EXTRACTED RECORDS:
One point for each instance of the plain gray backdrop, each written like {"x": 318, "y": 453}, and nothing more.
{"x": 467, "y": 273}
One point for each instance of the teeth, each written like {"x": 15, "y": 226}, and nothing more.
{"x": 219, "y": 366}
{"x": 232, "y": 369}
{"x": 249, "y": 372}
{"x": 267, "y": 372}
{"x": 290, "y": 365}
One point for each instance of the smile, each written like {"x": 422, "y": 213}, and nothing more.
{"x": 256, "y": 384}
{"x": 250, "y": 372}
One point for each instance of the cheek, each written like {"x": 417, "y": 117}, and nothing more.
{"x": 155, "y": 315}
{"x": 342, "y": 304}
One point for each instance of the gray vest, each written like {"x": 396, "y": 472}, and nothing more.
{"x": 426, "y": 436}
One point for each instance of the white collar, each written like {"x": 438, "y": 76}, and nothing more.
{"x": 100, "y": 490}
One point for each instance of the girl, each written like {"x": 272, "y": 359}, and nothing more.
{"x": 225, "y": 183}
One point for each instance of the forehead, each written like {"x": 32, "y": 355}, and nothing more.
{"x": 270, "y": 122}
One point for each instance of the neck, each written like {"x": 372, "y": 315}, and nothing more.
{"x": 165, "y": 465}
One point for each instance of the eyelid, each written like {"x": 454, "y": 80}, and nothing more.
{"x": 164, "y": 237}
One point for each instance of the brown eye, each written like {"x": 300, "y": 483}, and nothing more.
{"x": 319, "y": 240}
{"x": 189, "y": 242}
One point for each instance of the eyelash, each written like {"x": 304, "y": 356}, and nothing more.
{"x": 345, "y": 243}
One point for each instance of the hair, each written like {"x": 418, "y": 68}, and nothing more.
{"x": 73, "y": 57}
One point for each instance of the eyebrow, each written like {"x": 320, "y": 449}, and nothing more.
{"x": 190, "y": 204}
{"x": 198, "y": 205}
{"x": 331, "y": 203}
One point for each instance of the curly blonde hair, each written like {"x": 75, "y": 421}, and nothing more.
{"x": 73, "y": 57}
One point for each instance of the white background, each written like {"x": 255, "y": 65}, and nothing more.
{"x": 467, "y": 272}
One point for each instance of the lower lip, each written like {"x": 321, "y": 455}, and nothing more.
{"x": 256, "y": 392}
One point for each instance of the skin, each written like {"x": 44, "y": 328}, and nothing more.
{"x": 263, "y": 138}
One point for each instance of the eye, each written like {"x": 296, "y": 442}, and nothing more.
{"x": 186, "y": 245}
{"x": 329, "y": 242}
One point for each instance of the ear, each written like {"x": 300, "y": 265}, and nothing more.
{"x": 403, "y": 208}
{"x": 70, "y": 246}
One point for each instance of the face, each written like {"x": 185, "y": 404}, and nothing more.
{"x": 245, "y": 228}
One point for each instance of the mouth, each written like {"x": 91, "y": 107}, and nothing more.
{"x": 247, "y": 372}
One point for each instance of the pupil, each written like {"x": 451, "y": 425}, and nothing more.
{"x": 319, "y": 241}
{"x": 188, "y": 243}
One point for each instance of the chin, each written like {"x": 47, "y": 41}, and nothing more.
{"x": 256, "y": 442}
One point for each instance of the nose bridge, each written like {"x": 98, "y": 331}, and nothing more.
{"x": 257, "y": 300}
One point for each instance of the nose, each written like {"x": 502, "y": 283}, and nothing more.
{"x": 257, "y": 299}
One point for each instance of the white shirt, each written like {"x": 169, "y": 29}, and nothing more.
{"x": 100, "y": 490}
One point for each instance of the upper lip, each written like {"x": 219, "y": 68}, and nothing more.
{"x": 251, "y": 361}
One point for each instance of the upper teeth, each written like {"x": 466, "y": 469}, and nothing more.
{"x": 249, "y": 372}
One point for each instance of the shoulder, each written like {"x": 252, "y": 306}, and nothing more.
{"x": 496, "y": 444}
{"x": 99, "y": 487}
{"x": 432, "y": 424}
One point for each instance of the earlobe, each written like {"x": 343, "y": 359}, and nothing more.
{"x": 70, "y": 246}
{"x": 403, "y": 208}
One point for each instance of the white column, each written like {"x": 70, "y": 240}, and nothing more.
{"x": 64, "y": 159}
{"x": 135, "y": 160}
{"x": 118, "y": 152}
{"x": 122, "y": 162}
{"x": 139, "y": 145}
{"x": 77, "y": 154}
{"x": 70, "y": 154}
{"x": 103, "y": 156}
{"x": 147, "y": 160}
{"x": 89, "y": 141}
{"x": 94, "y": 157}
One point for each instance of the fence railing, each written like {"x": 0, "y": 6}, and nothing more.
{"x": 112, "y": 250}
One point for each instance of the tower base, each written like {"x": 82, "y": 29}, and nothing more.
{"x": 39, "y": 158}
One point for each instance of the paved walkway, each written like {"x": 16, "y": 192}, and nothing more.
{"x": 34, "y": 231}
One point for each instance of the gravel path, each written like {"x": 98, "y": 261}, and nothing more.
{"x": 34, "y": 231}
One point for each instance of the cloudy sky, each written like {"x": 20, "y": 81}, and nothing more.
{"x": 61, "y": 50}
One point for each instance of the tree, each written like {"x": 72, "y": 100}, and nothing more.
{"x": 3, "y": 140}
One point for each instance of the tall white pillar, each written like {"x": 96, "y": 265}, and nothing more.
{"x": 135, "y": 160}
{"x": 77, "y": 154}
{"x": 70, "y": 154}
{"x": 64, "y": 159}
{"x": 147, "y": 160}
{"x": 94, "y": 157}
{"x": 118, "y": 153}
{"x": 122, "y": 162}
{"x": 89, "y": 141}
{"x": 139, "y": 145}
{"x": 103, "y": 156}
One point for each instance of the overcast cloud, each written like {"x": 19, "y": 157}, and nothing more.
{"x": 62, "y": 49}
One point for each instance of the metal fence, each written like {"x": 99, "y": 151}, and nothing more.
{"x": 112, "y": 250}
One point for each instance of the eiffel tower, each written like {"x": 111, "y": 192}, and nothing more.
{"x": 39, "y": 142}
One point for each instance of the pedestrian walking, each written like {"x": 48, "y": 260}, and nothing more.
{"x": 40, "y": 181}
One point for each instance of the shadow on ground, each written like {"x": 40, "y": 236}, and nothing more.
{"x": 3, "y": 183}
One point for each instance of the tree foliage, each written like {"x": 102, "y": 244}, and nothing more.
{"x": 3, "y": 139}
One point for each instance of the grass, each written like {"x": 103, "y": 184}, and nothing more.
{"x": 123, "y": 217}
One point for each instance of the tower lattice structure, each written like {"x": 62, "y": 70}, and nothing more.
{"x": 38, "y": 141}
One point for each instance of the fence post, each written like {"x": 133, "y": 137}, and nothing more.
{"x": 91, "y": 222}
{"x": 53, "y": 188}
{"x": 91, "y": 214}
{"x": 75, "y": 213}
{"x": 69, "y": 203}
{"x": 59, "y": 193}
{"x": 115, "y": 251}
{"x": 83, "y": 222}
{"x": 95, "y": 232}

YOUR OBJECTIVE: Above are the records; set each one down word for word.

SOLUTION BELOW:
One point for each instance of the plain gray backdrop, each written like {"x": 318, "y": 453}, and nothing more.
{"x": 467, "y": 273}
One point for each instance of the teeth, each written like {"x": 15, "y": 226}, and nothing more.
{"x": 219, "y": 366}
{"x": 232, "y": 369}
{"x": 249, "y": 372}
{"x": 267, "y": 372}
{"x": 290, "y": 365}
One point for each instance of the smile, each written like {"x": 422, "y": 213}, and nothing more.
{"x": 256, "y": 384}
{"x": 250, "y": 372}
One point for each instance of the cheek, each written like {"x": 417, "y": 117}, and nothing more.
{"x": 155, "y": 315}
{"x": 342, "y": 304}
One point for each instance of the gray vest, each written like {"x": 396, "y": 472}, and nothing more.
{"x": 426, "y": 436}
One point for each instance of the white collar, each written like {"x": 438, "y": 76}, and nothing more.
{"x": 100, "y": 490}
One point for each instance of the girl, each written like {"x": 272, "y": 359}, and nothing more.
{"x": 225, "y": 183}
One point for each instance of the forehead, each written like {"x": 32, "y": 355}, and nothing more.
{"x": 270, "y": 122}
One point for each instance of the neck, each written like {"x": 372, "y": 315}, and nothing more.
{"x": 165, "y": 465}
One point for each instance of the eyelid, each written like {"x": 454, "y": 80}, and nothing more.
{"x": 164, "y": 237}
One point for each instance of the brown eye, each written like {"x": 300, "y": 483}, and nothing more.
{"x": 319, "y": 240}
{"x": 189, "y": 242}
One point for each instance of the eyelash, each written like {"x": 304, "y": 356}, and nothing more.
{"x": 345, "y": 243}
One point for each instance of the hair, each written like {"x": 418, "y": 68}, and nothing more.
{"x": 73, "y": 57}
One point for each instance of the eyebrow, each written like {"x": 320, "y": 449}, and nothing more.
{"x": 190, "y": 204}
{"x": 198, "y": 205}
{"x": 331, "y": 203}
One point for each instance of the curly blonde hair, each written like {"x": 75, "y": 421}, and nothing more.
{"x": 73, "y": 57}
One point for each instance of the white background, each written like {"x": 255, "y": 65}, and nothing more.
{"x": 467, "y": 272}
One point for each instance of the lower lip, each written like {"x": 321, "y": 455}, and nothing more.
{"x": 256, "y": 392}
One point for each instance of the skin, each written like {"x": 44, "y": 328}, and nothing more.
{"x": 263, "y": 138}
One point for each instance of the eye, each written like {"x": 296, "y": 442}, and nothing more.
{"x": 186, "y": 245}
{"x": 329, "y": 242}
One point for each instance of the ear, each written like {"x": 300, "y": 265}, and nothing more.
{"x": 403, "y": 208}
{"x": 70, "y": 246}
One point for each instance of the face, each written like {"x": 185, "y": 404}, and nothing more.
{"x": 245, "y": 228}
One point for each instance of the mouth, each written like {"x": 91, "y": 107}, and nothing more.
{"x": 247, "y": 372}
One point for each instance of the pupil, each written like {"x": 451, "y": 425}, and nothing more.
{"x": 319, "y": 241}
{"x": 188, "y": 243}
One point for each instance of the chin, each written like {"x": 47, "y": 41}, and nothing more.
{"x": 256, "y": 442}
One point for each instance of the nose bridge, each written like {"x": 98, "y": 331}, and nothing more.
{"x": 257, "y": 300}
One point for each instance of the nose, each written like {"x": 502, "y": 283}, and nothing more.
{"x": 257, "y": 299}
One point for each instance of the white shirt, each written like {"x": 169, "y": 29}, and nothing more.
{"x": 100, "y": 490}
One point for each instance of the upper lip, each written like {"x": 219, "y": 68}, and nothing more.
{"x": 251, "y": 361}
One point for each instance of the upper teeth, each written like {"x": 466, "y": 469}, and nothing more.
{"x": 249, "y": 372}
One point for each instance of the shoulder, each written like {"x": 252, "y": 306}, and nothing more.
{"x": 496, "y": 444}
{"x": 99, "y": 487}
{"x": 432, "y": 424}
One point for each instance of the earlobe, each written like {"x": 343, "y": 359}, and nothing more.
{"x": 70, "y": 246}
{"x": 403, "y": 208}
One point for each instance of the white column, each written like {"x": 70, "y": 240}, and nothing more.
{"x": 64, "y": 159}
{"x": 135, "y": 160}
{"x": 118, "y": 152}
{"x": 122, "y": 162}
{"x": 139, "y": 145}
{"x": 77, "y": 154}
{"x": 70, "y": 154}
{"x": 103, "y": 156}
{"x": 147, "y": 160}
{"x": 89, "y": 141}
{"x": 94, "y": 157}
One point for each instance of the fence railing, each written like {"x": 0, "y": 6}, and nothing more.
{"x": 112, "y": 250}
One point for each instance of the tower base, each written like {"x": 82, "y": 29}, and nothing more.
{"x": 39, "y": 158}
One point for each instance of the paved walkway, each written like {"x": 16, "y": 192}, and nothing more.
{"x": 34, "y": 231}
One point for each instance of the gravel path, each written like {"x": 98, "y": 261}, and nothing more.
{"x": 34, "y": 231}
One point for each instance of the cloudy sky, each written like {"x": 20, "y": 81}, and nothing more.
{"x": 61, "y": 50}
One point for each instance of the tree, each written like {"x": 72, "y": 100}, and nothing more.
{"x": 3, "y": 140}
One point for each instance of the tall white pillar, each written like {"x": 96, "y": 265}, and nothing more.
{"x": 135, "y": 160}
{"x": 77, "y": 154}
{"x": 70, "y": 154}
{"x": 64, "y": 159}
{"x": 147, "y": 160}
{"x": 94, "y": 157}
{"x": 118, "y": 153}
{"x": 122, "y": 162}
{"x": 89, "y": 141}
{"x": 139, "y": 145}
{"x": 103, "y": 156}
One point for each instance of the overcast cloud, each written like {"x": 19, "y": 157}, and nothing more.
{"x": 62, "y": 49}
One point for each instance of the metal fence, each written like {"x": 99, "y": 151}, and nothing more.
{"x": 112, "y": 250}
One point for each instance of the eiffel tower, each written like {"x": 111, "y": 192}, and nothing more.
{"x": 39, "y": 142}
One point for each instance of the pedestrian walking, each written like {"x": 48, "y": 260}, and nothing more.
{"x": 40, "y": 181}
One point for each instance of the shadow on ground, each written like {"x": 40, "y": 236}, and nothing more.
{"x": 3, "y": 183}
One point for each instance of the tree foliage, each written like {"x": 102, "y": 244}, and nothing more.
{"x": 3, "y": 139}
One point for each instance of the grass, each written like {"x": 103, "y": 184}, and nothing more.
{"x": 123, "y": 217}
One point for each instance of the tower lattice structure, each written like {"x": 62, "y": 70}, and nothing more.
{"x": 38, "y": 141}
One point for each instance of the fence post, each written like {"x": 133, "y": 137}, and nothing more.
{"x": 91, "y": 222}
{"x": 53, "y": 188}
{"x": 91, "y": 214}
{"x": 75, "y": 213}
{"x": 69, "y": 203}
{"x": 59, "y": 193}
{"x": 115, "y": 251}
{"x": 83, "y": 222}
{"x": 95, "y": 232}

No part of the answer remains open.